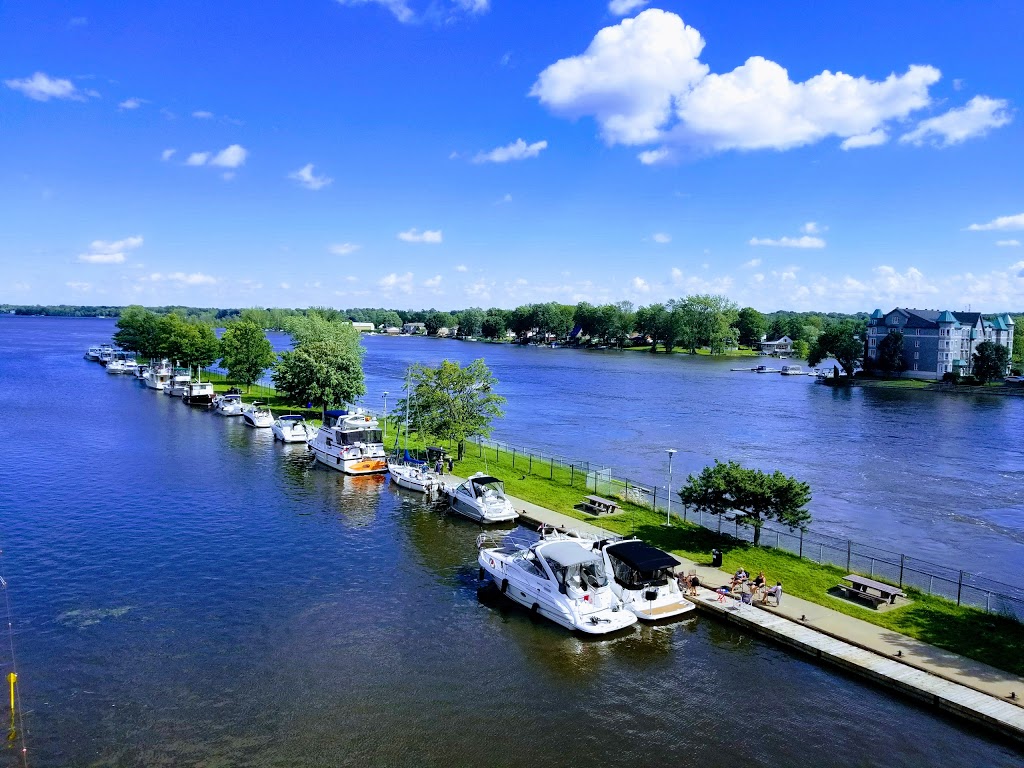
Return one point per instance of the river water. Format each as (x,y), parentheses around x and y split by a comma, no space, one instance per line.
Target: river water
(186,592)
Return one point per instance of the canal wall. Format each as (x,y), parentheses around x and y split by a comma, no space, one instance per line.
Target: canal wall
(953,685)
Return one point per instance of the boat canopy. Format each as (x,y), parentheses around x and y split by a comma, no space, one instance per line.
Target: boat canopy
(566,554)
(641,556)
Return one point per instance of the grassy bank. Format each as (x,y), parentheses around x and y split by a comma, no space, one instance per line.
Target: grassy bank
(992,639)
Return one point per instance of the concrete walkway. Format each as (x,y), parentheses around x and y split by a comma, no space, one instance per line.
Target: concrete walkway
(885,643)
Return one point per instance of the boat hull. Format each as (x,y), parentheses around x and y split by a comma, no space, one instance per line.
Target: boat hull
(551,604)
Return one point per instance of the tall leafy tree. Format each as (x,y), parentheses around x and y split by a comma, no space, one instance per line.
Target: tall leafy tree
(751,326)
(246,352)
(453,402)
(137,331)
(990,361)
(842,341)
(325,372)
(754,496)
(890,354)
(190,344)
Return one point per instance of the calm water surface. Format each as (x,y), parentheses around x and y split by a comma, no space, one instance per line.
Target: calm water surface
(186,592)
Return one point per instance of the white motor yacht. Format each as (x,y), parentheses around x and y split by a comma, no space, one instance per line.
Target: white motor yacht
(350,442)
(178,385)
(199,393)
(158,376)
(291,428)
(257,415)
(643,579)
(228,404)
(561,580)
(481,498)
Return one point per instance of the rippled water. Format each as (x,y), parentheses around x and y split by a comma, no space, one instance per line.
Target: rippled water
(186,592)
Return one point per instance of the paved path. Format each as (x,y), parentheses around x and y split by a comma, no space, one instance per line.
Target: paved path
(854,632)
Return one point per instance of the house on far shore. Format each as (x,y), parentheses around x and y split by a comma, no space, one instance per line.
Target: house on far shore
(938,342)
(779,346)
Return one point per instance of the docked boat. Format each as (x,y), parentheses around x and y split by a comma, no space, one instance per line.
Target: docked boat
(350,442)
(409,472)
(291,428)
(642,577)
(257,415)
(178,385)
(158,376)
(228,404)
(561,580)
(199,393)
(481,498)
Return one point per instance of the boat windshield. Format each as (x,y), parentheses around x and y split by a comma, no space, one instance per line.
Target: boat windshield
(496,486)
(360,435)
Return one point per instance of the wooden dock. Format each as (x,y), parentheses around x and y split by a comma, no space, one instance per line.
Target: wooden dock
(1001,716)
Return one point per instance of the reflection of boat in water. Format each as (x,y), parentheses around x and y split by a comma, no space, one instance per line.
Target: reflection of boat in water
(561,579)
(349,443)
(481,498)
(642,577)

------------------------------------

### ACTIVITY
Please set down only the lines from the first line of the records above through the line that has "Return one point per instance of the canal", exactly, and not the pictures.

### RESULT OF THE EXERCISE
Return one point per instance of the river water. Format each as (x,y), parentheses around x and y split by a comma, no space, one instance per line.
Target: river water
(186,592)
Return one point per instance of the canal wall. Format each as (x,y), parentheses around x and y split by a comma, no space, one instance per line.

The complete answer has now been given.